| Data |
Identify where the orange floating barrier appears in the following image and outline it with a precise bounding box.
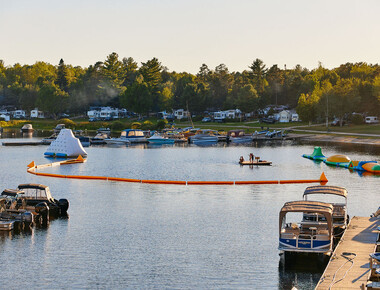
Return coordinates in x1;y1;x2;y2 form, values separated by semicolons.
141;179;187;185
27;160;327;186
235;180;279;185
187;181;234;185
107;177;141;183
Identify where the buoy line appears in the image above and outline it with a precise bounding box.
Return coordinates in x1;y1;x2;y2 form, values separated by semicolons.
27;156;328;186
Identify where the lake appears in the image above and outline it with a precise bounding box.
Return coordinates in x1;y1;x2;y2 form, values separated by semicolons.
0;133;379;289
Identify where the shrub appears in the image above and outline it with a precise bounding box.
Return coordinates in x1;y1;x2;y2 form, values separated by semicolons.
141;120;154;130
131;122;141;129
156;119;168;131
57;118;76;128
351;114;364;125
111;121;125;131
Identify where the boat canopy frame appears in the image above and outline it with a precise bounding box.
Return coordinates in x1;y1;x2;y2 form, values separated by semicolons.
279;200;333;236
1;189;24;197
303;185;347;199
17;183;53;200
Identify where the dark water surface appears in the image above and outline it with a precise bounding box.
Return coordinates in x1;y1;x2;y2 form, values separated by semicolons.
0;135;379;289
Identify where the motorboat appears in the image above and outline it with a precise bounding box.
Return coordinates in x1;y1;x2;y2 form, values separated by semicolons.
162;129;186;142
73;130;91;147
91;132;109;145
279;200;334;256
148;134;175;145
266;130;284;138
15;183;69;217
302;185;348;235
54;123;66;134
106;129;147;144
96;127;111;135
0;193;37;229
41;133;58;144
21;124;34;133
78;136;90;147
227;130;253;143
0;220;15;231
188;129;219;144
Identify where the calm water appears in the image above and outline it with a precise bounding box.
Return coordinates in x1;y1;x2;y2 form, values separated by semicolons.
0;132;379;289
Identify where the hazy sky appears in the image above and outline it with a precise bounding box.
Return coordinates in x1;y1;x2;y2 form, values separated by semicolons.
1;0;379;73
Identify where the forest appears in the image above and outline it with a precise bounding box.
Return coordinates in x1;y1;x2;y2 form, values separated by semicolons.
0;52;379;123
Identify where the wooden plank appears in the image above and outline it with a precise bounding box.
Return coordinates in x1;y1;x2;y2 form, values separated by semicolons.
316;216;380;289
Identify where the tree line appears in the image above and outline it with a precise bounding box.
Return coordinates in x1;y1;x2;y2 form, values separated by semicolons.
0;53;379;122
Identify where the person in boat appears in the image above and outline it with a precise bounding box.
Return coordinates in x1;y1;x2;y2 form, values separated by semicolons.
249;153;254;163
239;156;244;163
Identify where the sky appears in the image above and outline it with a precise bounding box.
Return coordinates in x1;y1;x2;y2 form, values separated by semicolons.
0;0;379;73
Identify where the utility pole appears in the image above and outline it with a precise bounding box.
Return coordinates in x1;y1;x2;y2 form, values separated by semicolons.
326;94;329;130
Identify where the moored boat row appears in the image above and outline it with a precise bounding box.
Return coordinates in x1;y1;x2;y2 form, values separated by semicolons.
0;183;69;232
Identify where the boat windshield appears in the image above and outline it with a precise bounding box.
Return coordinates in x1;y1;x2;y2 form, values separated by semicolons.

| Problem statement |
What is needed is an exact copy of the entries above, with no images in it.

| Result of the exercise |
Identify where the orange floating barrier appears in the following image and outline it with a precise bounding box.
Return coordinates in x1;y1;x2;y2 form, values separated by semicolons.
141;179;187;185
27;160;327;186
235;180;279;185
187;181;234;185
107;177;141;183
Identify where the buoy line appears in the image above and outline it with a precise bounding box.
Return coordinates in x1;y1;x2;y2 form, values separated by semicolons.
27;156;328;186
Identify where the lake appears in the image above and outline it with a precise bounding box.
Return coordinates in x1;y1;x2;y2 form, values separated by semicolons.
0;133;379;289
Identify where the shrub appears in the image above and outline it with a precise bounding box.
Return coordinates in x1;y1;x2;y2 form, values separated by semicolons.
141;120;154;130
131;122;141;129
156;119;168;131
57;118;76;128
351;114;364;125
111;121;125;131
Identify where the boat canopy frame appears in the image above and outline it with a precise bounding box.
Return coordinates in x1;y1;x2;y2 form, values separated by semicolons.
279;200;333;236
1;189;24;197
303;185;347;199
17;183;53;200
Identify where the dark water surface appears in the image above and outline it with a precise bounding box.
Return coordinates in x1;y1;x2;y2 form, values separated by semicolons.
0;135;379;289
Identify where the motorboat appears in the image above and outline it with a precise bounding box.
Return coordinates in x1;y1;x2;y2 form, values separated by semicolons.
162;129;186;142
73;130;91;147
91;132;109;145
279;200;334;256
148;134;175;145
266;130;284;138
15;183;69;217
302;185;348;235
54;123;66;134
106;129;147;144
96;127;111;135
0;193;37;229
41;133;58;144
21;124;34;133
78;136;90;147
227;130;253;143
0;220;15;231
188;129;219;144
Identify where the calm water appears in the image above and outline it with a precise bounding box.
Return coordinates in x1;y1;x2;y2 form, values separated by semicolons.
0;132;379;289
Identify where the hazy sky appears in the image above and outline it with a precise bounding box.
Return coordinates in x1;y1;x2;y2 form, values separated by semicolons.
1;0;379;73
Identify where the forest appears in the image above and outline it with a precise bounding box.
Return coordinates in x1;y1;x2;y2 form, values separated by semicolons.
0;52;379;123
Identify where the wooden plank appears in the image above and outline it with a precise bounding box.
Return coordinates in x1;y1;x2;y2 form, values separated by semicolons.
316;216;380;289
Identify where the tree line appears in the image above and outline it with a precise bounding box.
Return coordinates in x1;y1;x2;y2 form, values separated by semicolons.
0;53;379;122
Identify where the person in boat appears in the image above and outline it with a precise bounding box.
Return coordinates in x1;y1;x2;y2 form, values separated by semicolons.
249;153;254;163
239;156;244;163
Identify where the sky appears in the image above and outline it with a precise bounding box.
Return coordinates in x1;y1;x2;y2 form, values separated by semicolons.
0;0;379;73
Identify where the utility pole appears in the image above and outline it with a precise bounding box.
Return coordinates in x1;y1;x2;y2 form, values separated by semicolons.
326;94;329;130
Identify where the moored boat row appears in the image above and outline it with a precise bounding box.
Return coordinates in x1;y1;x2;y2 form, values separated by semicolons.
0;183;69;232
Identify where the boat windshield appears in the image above and outline it with a precise bounding box.
Return coordinates in x1;y1;x2;y2 form, values separated by semicolons.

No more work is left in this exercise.